__Task details__.
Answer these about the post on King James IV at Flodden:
1. In what year did the War of the League of Cambrai first start?
2. Which royal house did England's kings belong to?
3. How many years would pass before the Scottish Stewarts united both kingdoms under one monarch?

The Last Days of Thunder Child

The Last Days of Thunder Child
War of the Worlds - spin off adaptation novel.

Sunday, 31 January 2016

Scottish King Killed in Battle (King James IV at Battle of Flodden)

Scottish King Killed in Battle (King James IV at Battle of Flodden)

The War of the League of Cambrai was fought in stages. From 1508 – 1510, 1510- 1511, 1511 – 1513, and finally from 1513 – 1516. This papal state war began with various countries honouring alliances and signed pacts. As the wars continued various European states entered or left the conflict, hence the various yearly stages of the war.

When the war first started in 1508, we (British) must look at this papal European war from our island perspective, which in itself, is divided by two. Scotland and England had formed alliances with other European nations, independent of Each other.

Scotland’s kings were Stewarts while England’s were Tudors. It would be 95 years before the Scottish Stewarts would unite both kingdoms under one monarch. At this time Scotland and England were bitter enemies. Always at the point of fighting one another. Over the centuries there had been a number of bloody conflicts. Therefore an alliance by marriage between the Tudors and the Stewarts seemed appropriate.

__Data lines__.
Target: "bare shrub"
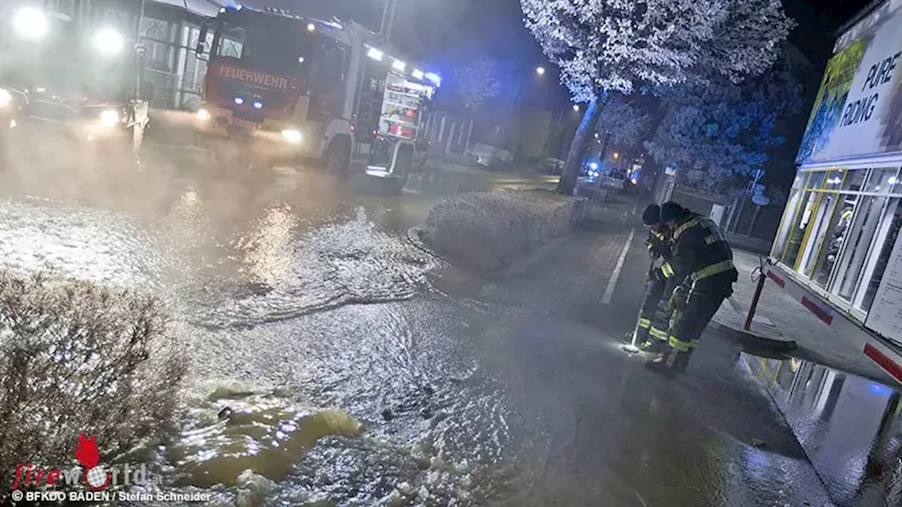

__Reply to the task__.
1. 1508
2. The Tudors
3. 95 years